» Text

The bread is kneaded at the hotel with whole wheat that is ground at the watermill of Talanta which has recently been renovated (well worth a visit). Many times Anna prepares the local specialty: freshly baked “propyra”, a savory “lagana” (a flat type of bread) served plain or with cheese, olives, or onion.

There are also other types of bread from local traditional bakeries (white, with yeast, “margherita”, bread for toast), home made cookies (orange, cinnamon), rusks (anise or orange), home made cake (orange or apple and raisins) as well as bread sticks (white, multi-grain, corn or rye), cereals, dried fruit (apricots, plums, figs, dates, raisins). Sometimes there is groats with parsley and lemon (savory) or with dried nuts and sugar (“kolyva”).

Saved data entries
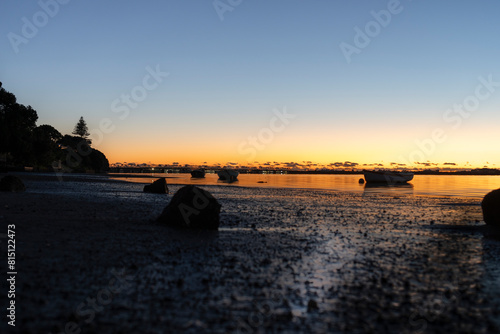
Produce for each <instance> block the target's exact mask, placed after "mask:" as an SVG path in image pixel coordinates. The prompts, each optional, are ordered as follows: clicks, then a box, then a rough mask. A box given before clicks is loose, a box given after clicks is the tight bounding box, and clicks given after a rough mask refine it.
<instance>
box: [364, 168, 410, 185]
mask: <svg viewBox="0 0 500 334" xmlns="http://www.w3.org/2000/svg"><path fill="white" fill-rule="evenodd" d="M363 174H364V176H365V180H366V182H367V183H386V184H393V183H407V182H409V181H411V180H413V173H403V172H372V171H364V172H363Z"/></svg>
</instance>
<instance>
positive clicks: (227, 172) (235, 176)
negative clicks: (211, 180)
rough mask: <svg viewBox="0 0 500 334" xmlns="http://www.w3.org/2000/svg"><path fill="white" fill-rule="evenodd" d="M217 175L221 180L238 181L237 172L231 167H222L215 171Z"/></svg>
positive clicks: (238, 172)
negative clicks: (223, 168)
mask: <svg viewBox="0 0 500 334" xmlns="http://www.w3.org/2000/svg"><path fill="white" fill-rule="evenodd" d="M217 175H219V180H221V181H228V182H234V181H238V175H239V172H237V171H235V170H231V169H222V170H220V171H218V172H217Z"/></svg>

» Required actions
A. Translate this sentence from the passage on the hotel's breads into Spanish: "The bread is kneaded at the hotel with whole wheat that is ground at the watermill of Talanta which has recently been renovated (well worth a visit)."
B. In the passage on the hotel's breads, which flavors of rusks are listed?
C. Carry the passage on the hotel's breads forward from its final sentence.

» Results of the tasks
A. El pan se amasa en el hotel con trigo integral que se muele en el molino de agua de Talanta, que ha sido renovado recientemente (vale mucho la pena visitarlo).

B. Anise or orange.

C.
The breakfast buffet also includes fruit salad, yogurt, boiled eggs or “kagiana” (with tomato), various types of olives, tomato and cucumber, pure honey from local producers, homemade marmalades and spoon sweets, butter in individual portions as well as a platter of cheese and cured meats that includes “feta” cheese, “kasseri” cheese and the local cheeses ‘ladotyri” and “touloumotyri” (from local producers), salami, ham, turkey and “glina”. As for beverages, there is filter coffee, tea, fresh or concentrated milk, mountain tea, and freshly squeezed juice from the famous oranges of Laconia.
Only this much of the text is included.